> TASK GOAL: Pull out each line of the rows below that contains the word "window". Case counts, so match capital and small letters exactly.

— begin RECORDS SHOWN —

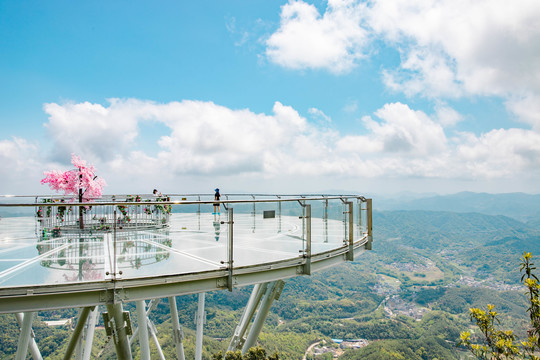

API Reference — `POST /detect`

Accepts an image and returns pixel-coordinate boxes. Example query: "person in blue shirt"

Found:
[212,188,221,215]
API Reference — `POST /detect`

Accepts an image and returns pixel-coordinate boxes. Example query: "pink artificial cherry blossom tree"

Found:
[41,154,107,229]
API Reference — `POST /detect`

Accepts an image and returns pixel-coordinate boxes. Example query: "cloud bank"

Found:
[266,0,540,127]
[30,99,540,187]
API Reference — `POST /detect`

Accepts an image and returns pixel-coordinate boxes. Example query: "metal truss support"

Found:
[345,201,354,261]
[366,199,373,250]
[82,306,99,360]
[195,293,206,360]
[15,312,34,360]
[169,296,185,360]
[64,307,92,360]
[146,318,165,360]
[136,300,150,360]
[15,313,43,360]
[106,303,133,360]
[227,283,268,351]
[242,280,285,354]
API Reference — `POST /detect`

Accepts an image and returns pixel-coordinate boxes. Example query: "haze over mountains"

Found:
[373,192,540,223]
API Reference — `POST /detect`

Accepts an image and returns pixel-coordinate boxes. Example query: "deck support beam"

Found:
[195,294,206,360]
[227,283,268,351]
[169,296,186,360]
[82,306,99,360]
[107,303,133,360]
[136,300,150,360]
[242,280,285,354]
[15,312,34,360]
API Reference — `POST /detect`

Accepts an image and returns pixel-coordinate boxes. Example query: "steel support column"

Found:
[83,306,99,360]
[136,300,150,360]
[107,303,132,360]
[304,204,311,275]
[64,307,92,360]
[146,318,165,360]
[227,283,268,351]
[347,201,354,261]
[195,293,206,360]
[242,280,285,354]
[366,199,373,250]
[169,296,185,360]
[15,312,34,360]
[15,313,43,360]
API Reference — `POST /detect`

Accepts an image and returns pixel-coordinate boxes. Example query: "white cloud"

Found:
[266,0,540,123]
[456,129,540,178]
[369,0,540,96]
[32,99,540,191]
[435,103,463,126]
[44,99,142,160]
[0,137,42,194]
[338,103,447,157]
[506,94,540,131]
[308,108,332,123]
[266,0,367,73]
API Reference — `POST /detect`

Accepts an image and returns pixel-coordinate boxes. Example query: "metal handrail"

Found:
[0,194,365,207]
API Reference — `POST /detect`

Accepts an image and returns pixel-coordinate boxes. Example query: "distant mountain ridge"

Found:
[373,192,540,224]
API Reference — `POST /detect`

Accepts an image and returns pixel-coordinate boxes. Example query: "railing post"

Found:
[366,199,373,250]
[346,201,354,261]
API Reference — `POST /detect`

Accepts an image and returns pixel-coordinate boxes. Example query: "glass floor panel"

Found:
[0,213,357,288]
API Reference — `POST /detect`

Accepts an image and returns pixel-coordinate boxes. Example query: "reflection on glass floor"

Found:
[0,214,354,288]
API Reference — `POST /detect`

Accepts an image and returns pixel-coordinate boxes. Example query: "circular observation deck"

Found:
[0,195,371,313]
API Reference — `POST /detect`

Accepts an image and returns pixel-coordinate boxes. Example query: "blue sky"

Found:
[0,0,540,194]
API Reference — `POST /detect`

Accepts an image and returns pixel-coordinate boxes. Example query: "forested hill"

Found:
[373,211,540,249]
[374,192,540,222]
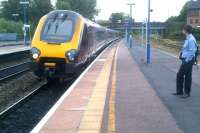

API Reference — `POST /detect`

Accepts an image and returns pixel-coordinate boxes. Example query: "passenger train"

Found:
[31,10,119,78]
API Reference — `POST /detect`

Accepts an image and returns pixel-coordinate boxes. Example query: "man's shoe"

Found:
[172,93,183,96]
[181,94,190,99]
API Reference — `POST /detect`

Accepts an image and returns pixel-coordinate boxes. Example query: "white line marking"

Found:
[155,48,178,59]
[155,48,200,66]
[30,45,112,133]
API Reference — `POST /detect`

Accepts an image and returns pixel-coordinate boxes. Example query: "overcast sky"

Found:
[0,0,191,21]
[52,0,189,21]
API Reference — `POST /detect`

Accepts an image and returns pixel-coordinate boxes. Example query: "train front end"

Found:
[31,11,84,77]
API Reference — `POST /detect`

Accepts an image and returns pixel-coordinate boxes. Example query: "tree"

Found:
[0,18,23,36]
[166,2,188,39]
[56,0,70,10]
[29,0,53,24]
[56,0,98,19]
[110,12,128,23]
[1,0,53,23]
[1,0,23,20]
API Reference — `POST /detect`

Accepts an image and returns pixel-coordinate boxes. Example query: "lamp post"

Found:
[12,13,19,22]
[19,1,29,45]
[127,3,135,20]
[146,0,152,64]
[126,3,135,44]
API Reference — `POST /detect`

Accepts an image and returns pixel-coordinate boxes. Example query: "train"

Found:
[31,10,119,78]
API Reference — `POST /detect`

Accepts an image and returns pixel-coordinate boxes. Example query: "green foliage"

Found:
[29,0,53,24]
[56,0,98,19]
[0,0,53,33]
[97,20,110,27]
[0,18,23,36]
[56,0,70,10]
[110,12,128,23]
[166,2,188,39]
[1,0,23,20]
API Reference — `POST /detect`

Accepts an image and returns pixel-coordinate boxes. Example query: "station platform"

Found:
[0,45,31,55]
[32,41,188,133]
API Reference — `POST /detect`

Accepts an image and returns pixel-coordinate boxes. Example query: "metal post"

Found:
[20,0,29,45]
[24,5,26,45]
[146,0,151,64]
[142,23,144,46]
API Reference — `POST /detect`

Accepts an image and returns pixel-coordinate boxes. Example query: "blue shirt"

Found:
[182,34,197,62]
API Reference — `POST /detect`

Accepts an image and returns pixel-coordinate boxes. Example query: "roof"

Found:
[187,0,200,9]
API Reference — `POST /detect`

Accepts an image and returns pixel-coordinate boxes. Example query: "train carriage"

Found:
[31,10,118,77]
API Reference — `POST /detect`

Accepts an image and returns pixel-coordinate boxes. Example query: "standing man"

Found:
[173,25,197,98]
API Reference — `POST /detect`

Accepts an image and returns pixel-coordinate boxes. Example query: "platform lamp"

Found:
[19,0,29,45]
[146,0,153,64]
[126,2,135,44]
[12,13,19,22]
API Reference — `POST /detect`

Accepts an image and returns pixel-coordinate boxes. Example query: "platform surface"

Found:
[130,41,200,133]
[0,45,31,55]
[29,41,192,133]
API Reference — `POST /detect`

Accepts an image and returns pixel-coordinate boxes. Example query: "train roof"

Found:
[44,10,116,32]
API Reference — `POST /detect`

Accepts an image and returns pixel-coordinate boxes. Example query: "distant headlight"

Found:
[65,50,77,62]
[31,48,41,60]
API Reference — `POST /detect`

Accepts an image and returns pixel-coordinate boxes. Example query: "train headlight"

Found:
[31,48,40,60]
[66,50,77,62]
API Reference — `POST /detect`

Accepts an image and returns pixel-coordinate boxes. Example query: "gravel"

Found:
[0,72,42,112]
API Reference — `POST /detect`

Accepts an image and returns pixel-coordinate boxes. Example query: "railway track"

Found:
[0,61,31,81]
[0,39,119,133]
[163,43,200,53]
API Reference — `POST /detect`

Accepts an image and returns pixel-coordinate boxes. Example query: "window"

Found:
[42,18,73,43]
[195,19,199,24]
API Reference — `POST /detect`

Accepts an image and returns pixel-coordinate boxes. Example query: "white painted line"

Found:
[30,45,112,133]
[157,49,200,66]
[155,48,178,59]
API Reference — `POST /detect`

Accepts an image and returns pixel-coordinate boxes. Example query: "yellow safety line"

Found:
[78,48,116,133]
[108,46,119,133]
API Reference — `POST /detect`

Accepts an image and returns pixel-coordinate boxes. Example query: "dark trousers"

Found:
[176,61,193,94]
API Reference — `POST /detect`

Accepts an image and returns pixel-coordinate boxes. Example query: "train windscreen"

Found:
[41,18,74,43]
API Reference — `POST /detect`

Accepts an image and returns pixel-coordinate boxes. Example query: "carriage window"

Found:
[42,18,73,43]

— end RECORDS SHOWN —

> WORKED SOLUTION:
Accepts an image and returns pixel-coordinate boxes. Example query: "window"
Accepts an image and returns pixel-coordinate boxes. Example query: "carriage window"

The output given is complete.